Data for the task.

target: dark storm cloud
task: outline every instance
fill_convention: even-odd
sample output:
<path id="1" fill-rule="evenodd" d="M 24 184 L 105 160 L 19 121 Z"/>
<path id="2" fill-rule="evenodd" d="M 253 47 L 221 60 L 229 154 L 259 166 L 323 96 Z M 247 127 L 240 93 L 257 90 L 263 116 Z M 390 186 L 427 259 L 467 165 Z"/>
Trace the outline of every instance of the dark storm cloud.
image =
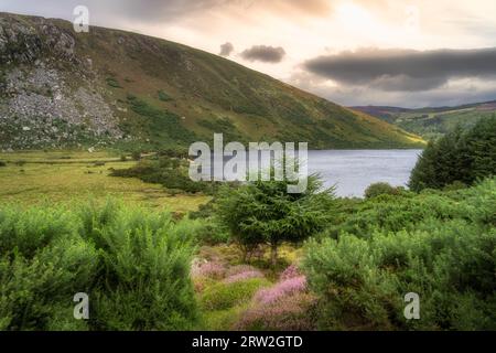
<path id="1" fill-rule="evenodd" d="M 220 45 L 220 53 L 218 55 L 220 56 L 229 56 L 234 52 L 234 45 L 233 43 L 225 43 Z"/>
<path id="2" fill-rule="evenodd" d="M 250 62 L 280 63 L 285 55 L 282 47 L 255 45 L 241 53 L 241 57 Z"/>
<path id="3" fill-rule="evenodd" d="M 384 90 L 433 89 L 450 78 L 496 77 L 496 47 L 481 50 L 360 50 L 308 61 L 313 74 L 344 85 Z"/>

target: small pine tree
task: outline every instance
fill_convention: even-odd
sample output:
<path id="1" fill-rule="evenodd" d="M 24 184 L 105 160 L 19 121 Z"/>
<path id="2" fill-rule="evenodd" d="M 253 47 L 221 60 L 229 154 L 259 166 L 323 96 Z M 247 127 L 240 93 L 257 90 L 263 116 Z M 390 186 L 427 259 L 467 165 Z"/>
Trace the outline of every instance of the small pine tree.
<path id="1" fill-rule="evenodd" d="M 261 244 L 271 249 L 271 264 L 283 242 L 298 243 L 321 231 L 332 217 L 333 190 L 309 178 L 304 193 L 289 194 L 289 181 L 257 181 L 237 189 L 224 188 L 218 214 L 246 255 Z"/>

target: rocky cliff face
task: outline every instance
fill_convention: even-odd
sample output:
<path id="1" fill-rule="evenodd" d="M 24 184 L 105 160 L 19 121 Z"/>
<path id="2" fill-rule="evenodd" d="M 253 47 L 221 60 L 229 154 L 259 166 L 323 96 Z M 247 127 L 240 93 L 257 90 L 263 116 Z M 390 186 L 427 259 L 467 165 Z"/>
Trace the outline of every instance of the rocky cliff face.
<path id="1" fill-rule="evenodd" d="M 122 138 L 98 74 L 75 55 L 75 43 L 45 19 L 0 14 L 0 149 Z"/>

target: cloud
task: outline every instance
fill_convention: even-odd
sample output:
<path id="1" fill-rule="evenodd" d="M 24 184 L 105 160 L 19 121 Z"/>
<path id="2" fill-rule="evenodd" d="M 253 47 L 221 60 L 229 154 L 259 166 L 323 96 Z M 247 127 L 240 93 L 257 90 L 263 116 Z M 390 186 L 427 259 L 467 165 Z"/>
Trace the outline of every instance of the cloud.
<path id="1" fill-rule="evenodd" d="M 431 90 L 401 92 L 385 90 L 367 85 L 336 85 L 325 77 L 299 69 L 291 76 L 290 83 L 345 106 L 376 105 L 423 108 L 459 106 L 496 98 L 496 81 L 485 78 L 455 78 L 446 85 Z"/>
<path id="2" fill-rule="evenodd" d="M 233 43 L 225 43 L 220 45 L 220 53 L 218 55 L 220 56 L 229 56 L 234 52 L 234 45 Z"/>
<path id="3" fill-rule="evenodd" d="M 359 50 L 310 60 L 304 67 L 344 85 L 390 92 L 439 88 L 450 79 L 496 77 L 496 47 L 479 50 Z"/>
<path id="4" fill-rule="evenodd" d="M 241 53 L 241 57 L 250 62 L 280 63 L 285 55 L 281 46 L 255 45 Z"/>

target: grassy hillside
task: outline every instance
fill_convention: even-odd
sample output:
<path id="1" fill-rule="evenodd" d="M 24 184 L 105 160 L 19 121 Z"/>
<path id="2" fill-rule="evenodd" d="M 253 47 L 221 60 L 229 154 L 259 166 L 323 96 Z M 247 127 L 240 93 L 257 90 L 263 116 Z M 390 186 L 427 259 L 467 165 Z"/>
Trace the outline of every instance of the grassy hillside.
<path id="1" fill-rule="evenodd" d="M 66 21 L 6 13 L 0 28 L 0 85 L 10 87 L 0 113 L 21 116 L 0 132 L 3 149 L 96 141 L 157 149 L 212 140 L 214 132 L 241 142 L 309 141 L 313 149 L 422 145 L 380 119 L 177 43 L 103 28 L 76 34 Z"/>
<path id="2" fill-rule="evenodd" d="M 354 109 L 430 140 L 444 136 L 459 125 L 470 129 L 478 120 L 492 117 L 496 114 L 496 101 L 421 109 L 376 106 L 354 107 Z"/>

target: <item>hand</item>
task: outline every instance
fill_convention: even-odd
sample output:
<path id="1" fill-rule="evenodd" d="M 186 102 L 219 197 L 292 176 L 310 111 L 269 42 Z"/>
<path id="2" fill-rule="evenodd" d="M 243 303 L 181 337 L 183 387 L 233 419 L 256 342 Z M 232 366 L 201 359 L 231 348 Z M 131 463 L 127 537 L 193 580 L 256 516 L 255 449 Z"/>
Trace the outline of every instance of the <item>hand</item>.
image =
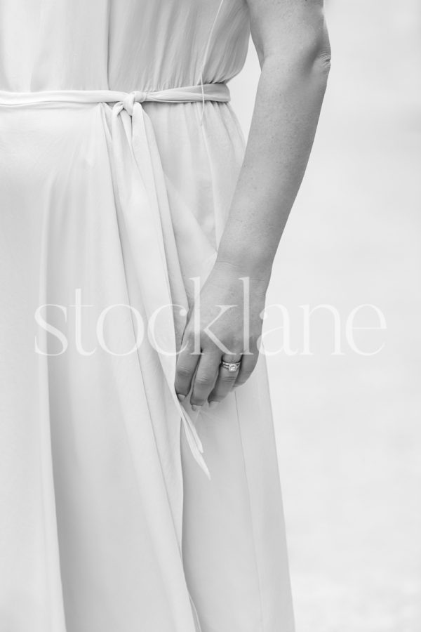
<path id="1" fill-rule="evenodd" d="M 220 402 L 256 365 L 267 283 L 242 276 L 238 268 L 215 264 L 189 312 L 175 386 L 181 401 L 191 391 L 194 410 Z M 241 360 L 239 369 L 220 367 L 222 360 Z"/>

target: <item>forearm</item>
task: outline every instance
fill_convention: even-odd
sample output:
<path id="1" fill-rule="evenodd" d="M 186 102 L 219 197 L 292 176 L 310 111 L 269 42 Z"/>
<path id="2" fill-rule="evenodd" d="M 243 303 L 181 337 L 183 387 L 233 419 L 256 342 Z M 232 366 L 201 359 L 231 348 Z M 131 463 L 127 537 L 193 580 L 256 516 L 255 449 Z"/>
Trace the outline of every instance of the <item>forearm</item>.
<path id="1" fill-rule="evenodd" d="M 314 138 L 329 65 L 326 46 L 321 48 L 287 58 L 274 53 L 262 62 L 244 162 L 217 263 L 264 283 Z"/>

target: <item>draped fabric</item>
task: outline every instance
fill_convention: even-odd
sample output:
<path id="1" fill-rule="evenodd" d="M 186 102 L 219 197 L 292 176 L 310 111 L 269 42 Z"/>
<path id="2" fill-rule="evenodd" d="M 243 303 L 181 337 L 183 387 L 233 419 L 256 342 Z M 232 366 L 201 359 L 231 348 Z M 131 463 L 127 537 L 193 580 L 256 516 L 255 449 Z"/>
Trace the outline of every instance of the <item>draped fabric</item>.
<path id="1" fill-rule="evenodd" d="M 293 629 L 265 357 L 173 390 L 248 34 L 243 0 L 0 1 L 1 632 Z"/>

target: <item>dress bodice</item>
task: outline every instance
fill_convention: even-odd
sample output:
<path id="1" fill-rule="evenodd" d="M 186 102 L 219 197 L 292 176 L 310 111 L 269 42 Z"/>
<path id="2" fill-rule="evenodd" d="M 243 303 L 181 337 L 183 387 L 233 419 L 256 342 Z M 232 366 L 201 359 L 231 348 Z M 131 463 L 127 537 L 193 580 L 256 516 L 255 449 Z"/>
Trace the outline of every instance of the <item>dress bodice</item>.
<path id="1" fill-rule="evenodd" d="M 227 81 L 249 37 L 245 0 L 4 0 L 0 90 L 162 90 Z"/>

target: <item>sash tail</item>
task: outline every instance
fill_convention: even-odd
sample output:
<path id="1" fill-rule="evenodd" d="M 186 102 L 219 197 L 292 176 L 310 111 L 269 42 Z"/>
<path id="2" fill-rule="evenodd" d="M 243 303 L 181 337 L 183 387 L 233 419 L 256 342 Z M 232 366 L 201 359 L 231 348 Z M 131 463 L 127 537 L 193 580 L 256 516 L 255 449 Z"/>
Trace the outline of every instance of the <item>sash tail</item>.
<path id="1" fill-rule="evenodd" d="M 165 229 L 161 222 L 166 215 L 171 220 L 171 216 L 162 165 L 152 124 L 141 103 L 132 100 L 129 111 L 126 105 L 118 102 L 113 106 L 112 143 L 117 195 L 148 322 L 148 335 L 158 353 L 192 454 L 210 479 L 201 442 L 194 422 L 177 397 L 174 386 L 175 324 L 164 244 Z M 127 152 L 131 155 L 125 159 Z M 128 176 L 123 171 L 131 163 L 135 167 L 135 173 L 128 187 Z M 165 195 L 162 192 L 166 192 Z M 148 273 L 149 270 L 153 270 L 153 275 Z"/>

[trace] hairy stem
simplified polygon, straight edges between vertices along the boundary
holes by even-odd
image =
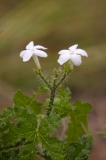
[[[51,85],[45,79],[45,77],[44,77],[43,73],[41,72],[41,70],[35,70],[35,72],[40,76],[40,78],[43,80],[43,82],[46,84],[46,86],[51,89]]]

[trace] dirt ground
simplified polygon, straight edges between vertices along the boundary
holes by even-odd
[[[3,93],[3,92],[2,92]],[[11,93],[4,92],[0,94],[0,111],[4,107],[12,105],[10,97],[13,96],[14,91]],[[88,160],[106,160],[106,139],[98,135],[96,132],[103,130],[106,124],[106,97],[104,94],[74,94],[72,102],[80,99],[84,102],[89,102],[93,106],[92,112],[88,116],[89,128],[93,133],[93,151]]]

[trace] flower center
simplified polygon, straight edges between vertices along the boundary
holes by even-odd
[[[31,52],[34,52],[34,49],[31,49]]]
[[[71,55],[73,55],[73,54],[74,54],[74,52],[70,51],[70,54],[71,54]]]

The problem. Revise the stretch from the line containing "target: <item>dress bodice</item>" through the line containing "165 229 L 161" so that "sample output" becomes "example output", leaving everything else unchanged.

Exercise response.
target: <item>dress bodice</item>
task: outline every instance
fill_convention: even-odd
example output:
<path id="1" fill-rule="evenodd" d="M 186 102 L 219 197 L 292 176 L 310 111 L 269 42 Z"/>
<path id="2" fill-rule="evenodd" d="M 243 303 L 181 337 L 183 387 L 233 419 L 256 342 Z M 232 366 L 201 359 L 231 348 Z M 131 463 L 127 537 L 193 580 L 256 516 L 255 449 Z"/>
Trace the outline of every instance of the <item>dress bodice</item>.
<path id="1" fill-rule="evenodd" d="M 227 81 L 249 37 L 245 0 L 4 0 L 0 90 L 162 90 Z"/>

target: <item>sash tail</item>
task: outline every instance
fill_convention: even-odd
example output:
<path id="1" fill-rule="evenodd" d="M 186 102 L 219 197 L 292 176 L 310 111 L 269 42 Z"/>
<path id="2" fill-rule="evenodd" d="M 243 303 L 181 337 L 183 387 L 233 419 L 256 342 Z M 232 366 L 201 359 L 231 348 Z M 131 463 L 127 537 L 193 580 L 256 516 L 255 449 Z"/>
Trace the outline of every instance of the <item>sash tail</item>.
<path id="1" fill-rule="evenodd" d="M 165 229 L 161 222 L 166 215 L 171 220 L 171 216 L 162 165 L 152 124 L 141 103 L 132 100 L 129 111 L 126 105 L 118 102 L 113 106 L 112 143 L 117 195 L 148 322 L 148 335 L 158 353 L 192 454 L 210 479 L 201 442 L 194 422 L 177 397 L 174 386 L 175 324 L 164 244 Z M 127 152 L 131 155 L 125 159 Z M 128 176 L 123 171 L 131 163 L 135 167 L 135 173 L 128 187 Z M 165 195 L 162 192 L 166 192 Z M 148 273 L 149 270 L 153 270 L 153 275 Z"/>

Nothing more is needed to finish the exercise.